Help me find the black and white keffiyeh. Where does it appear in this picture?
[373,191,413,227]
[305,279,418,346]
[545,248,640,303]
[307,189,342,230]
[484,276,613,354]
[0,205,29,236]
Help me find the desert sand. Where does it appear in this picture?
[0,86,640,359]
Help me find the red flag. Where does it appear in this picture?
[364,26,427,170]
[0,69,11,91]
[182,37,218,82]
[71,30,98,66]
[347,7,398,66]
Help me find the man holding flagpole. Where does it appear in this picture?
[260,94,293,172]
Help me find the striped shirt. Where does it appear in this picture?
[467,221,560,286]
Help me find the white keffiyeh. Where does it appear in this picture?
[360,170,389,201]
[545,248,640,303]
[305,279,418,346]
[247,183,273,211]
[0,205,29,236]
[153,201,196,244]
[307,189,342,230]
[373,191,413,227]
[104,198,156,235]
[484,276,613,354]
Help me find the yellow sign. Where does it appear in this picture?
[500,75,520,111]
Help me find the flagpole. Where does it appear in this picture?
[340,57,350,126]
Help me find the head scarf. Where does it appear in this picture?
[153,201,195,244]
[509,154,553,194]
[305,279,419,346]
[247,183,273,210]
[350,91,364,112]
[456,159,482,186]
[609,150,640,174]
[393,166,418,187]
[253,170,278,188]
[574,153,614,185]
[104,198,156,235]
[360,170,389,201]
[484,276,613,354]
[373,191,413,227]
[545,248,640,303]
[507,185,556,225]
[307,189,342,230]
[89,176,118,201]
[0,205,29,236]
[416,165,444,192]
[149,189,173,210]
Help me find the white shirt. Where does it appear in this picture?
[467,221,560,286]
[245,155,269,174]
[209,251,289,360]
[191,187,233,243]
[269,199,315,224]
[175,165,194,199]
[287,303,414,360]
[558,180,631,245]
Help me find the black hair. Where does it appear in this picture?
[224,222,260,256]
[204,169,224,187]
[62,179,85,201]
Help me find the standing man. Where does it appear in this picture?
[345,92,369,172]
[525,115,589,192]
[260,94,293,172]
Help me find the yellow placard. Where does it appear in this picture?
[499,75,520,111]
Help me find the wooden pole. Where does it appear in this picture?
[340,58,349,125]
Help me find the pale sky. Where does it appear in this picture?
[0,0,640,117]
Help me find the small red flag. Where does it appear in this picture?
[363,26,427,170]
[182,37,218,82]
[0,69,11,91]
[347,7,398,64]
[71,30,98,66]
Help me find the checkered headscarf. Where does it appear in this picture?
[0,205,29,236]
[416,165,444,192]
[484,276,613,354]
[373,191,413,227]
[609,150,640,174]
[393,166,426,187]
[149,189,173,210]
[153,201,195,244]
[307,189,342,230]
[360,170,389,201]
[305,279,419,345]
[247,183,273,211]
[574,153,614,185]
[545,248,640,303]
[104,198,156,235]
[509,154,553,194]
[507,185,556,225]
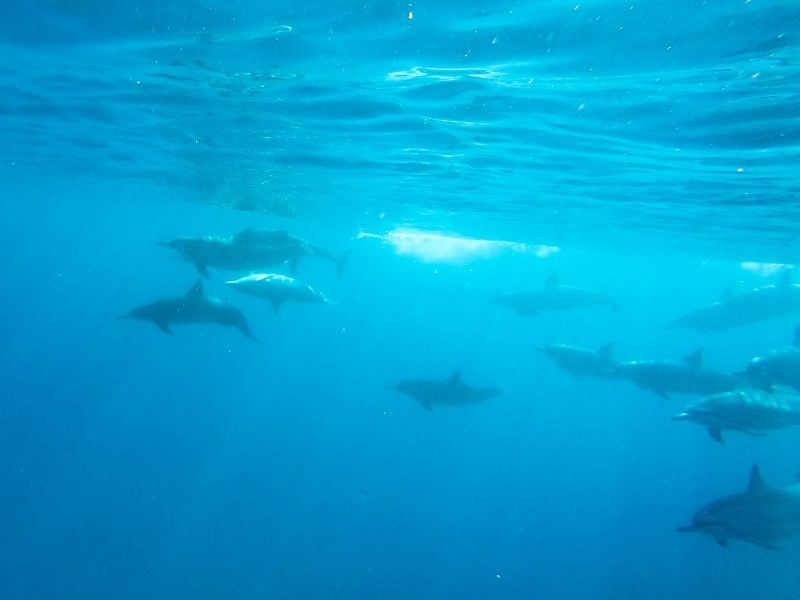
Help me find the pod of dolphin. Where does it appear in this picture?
[120,229,800,550]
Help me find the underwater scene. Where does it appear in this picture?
[0,0,800,600]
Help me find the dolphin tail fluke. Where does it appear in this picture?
[335,250,353,279]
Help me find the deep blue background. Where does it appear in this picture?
[0,178,800,598]
[0,0,800,600]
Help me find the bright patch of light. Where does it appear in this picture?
[741,262,794,277]
[358,229,560,263]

• **Do this**
Format all the material above as a JSON list of strings, with one string per line. Omit blank lines and leave the pictures out.

• **In response**
[
  "Help me find the black and white keffiyeh. Where does it appear in this picture?",
  "[373,191,413,227]",
  "[305,279,418,346]",
  "[545,248,640,303]",
  "[307,189,342,230]",
  "[484,276,613,354]",
  "[0,205,29,236]",
  "Help me find the desert sand. Where does it appear in this picture?",
  "[0,86,640,359]",
  "Help me find the red flag. Where does it appear in this picture?",
  "[364,26,427,170]",
  "[0,69,11,91]",
  "[182,37,218,82]",
  "[71,30,98,66]",
  "[347,7,398,66]",
  "Help me find the man holding flagpole. Where does it appear in this picture?",
  "[260,94,293,172]",
  "Help me find the striped shirt. Where does it appear in this picture?",
  "[467,221,560,286]",
  "Help me find the white keffiyeh. Where does it appear in this picture?",
  "[360,170,389,201]",
  "[545,248,640,303]",
  "[305,279,418,346]",
  "[247,183,273,211]",
  "[0,205,29,236]",
  "[153,201,196,244]",
  "[307,189,342,230]",
  "[373,191,413,227]",
  "[104,198,156,235]",
  "[484,276,613,354]",
  "Help me find the yellow sign. Where does it appear in this picture?",
  "[500,75,520,111]",
  "Help me find the flagpole. Where does it appear in this picture?",
  "[340,57,350,126]",
  "Help me find the head scarf. Where does it appear in this picture?",
  "[153,201,195,244]",
  "[509,154,553,194]",
  "[305,279,419,346]",
  "[247,183,273,210]",
  "[350,91,364,112]",
  "[456,159,482,186]",
  "[609,150,640,174]",
  "[393,166,418,187]",
  "[253,170,278,188]",
  "[574,153,614,185]",
  "[104,198,156,235]",
  "[360,170,389,201]",
  "[484,276,613,354]",
  "[373,191,413,227]",
  "[545,248,640,303]",
  "[507,185,556,225]",
  "[307,189,342,230]",
  "[89,176,118,201]",
  "[0,205,29,236]",
  "[416,165,444,192]",
  "[149,189,173,210]",
  "Help me find the white shirt. Where does it appear in this picture?",
  "[467,221,560,286]",
  "[245,155,269,174]",
  "[209,251,289,360]",
  "[191,187,233,243]",
  "[269,199,315,224]",
  "[175,165,194,199]",
  "[287,303,414,360]",
  "[558,180,631,245]",
  "Help me find the black hair. Where does it appear in this picture?",
  "[224,222,260,256]",
  "[204,169,224,187]",
  "[62,179,85,201]",
  "Help me find the standing man. Where does it appear in this picture?",
  "[345,92,369,172]",
  "[525,115,589,192]",
  "[260,94,293,172]",
  "Help me find the yellow placard. Where does it appear in this picture?",
  "[499,75,520,111]",
  "Help me find the wooden pole. Where does it appear in this picture?",
  "[340,58,349,125]",
  "Help me find the pale sky. Where does it appear in this picture?",
  "[0,0,640,117]",
  "Help me find the small red flag. Where does it appear in this picture?",
  "[363,26,427,170]",
  "[182,37,218,82]",
  "[0,69,11,91]",
  "[347,7,398,64]",
  "[71,30,98,66]",
  "Help me find the checkered headscarf. Where does it appear in this picture?",
  "[0,205,29,236]",
  "[416,165,444,192]",
  "[484,276,613,354]",
  "[373,191,413,227]",
  "[609,150,640,174]",
  "[393,166,426,187]",
  "[149,189,173,210]",
  "[153,201,195,244]",
  "[307,189,342,230]",
  "[360,170,389,201]",
  "[305,279,419,345]",
  "[247,183,273,211]",
  "[574,153,614,185]",
  "[545,248,640,303]",
  "[104,198,156,235]",
  "[509,154,553,194]",
  "[507,185,556,225]",
  "Help me find the pod of dolphin. Where does it appear in this picture?",
  "[120,229,800,550]",
  "Help me find the underwater scene. Where does it appear in this picture?",
  "[0,0,800,600]",
  "Help me find the dolphin tail fluke. Where does it appear in this picture?",
  "[335,250,353,279]",
  "Help me find the deep blue background. Where does it appear in this picture?",
  "[0,178,800,598]",
  "[0,0,800,600]",
  "Help me find the bright patch of light. Where does it appear in this picture?",
  "[741,262,794,277]",
  "[358,229,560,263]"
]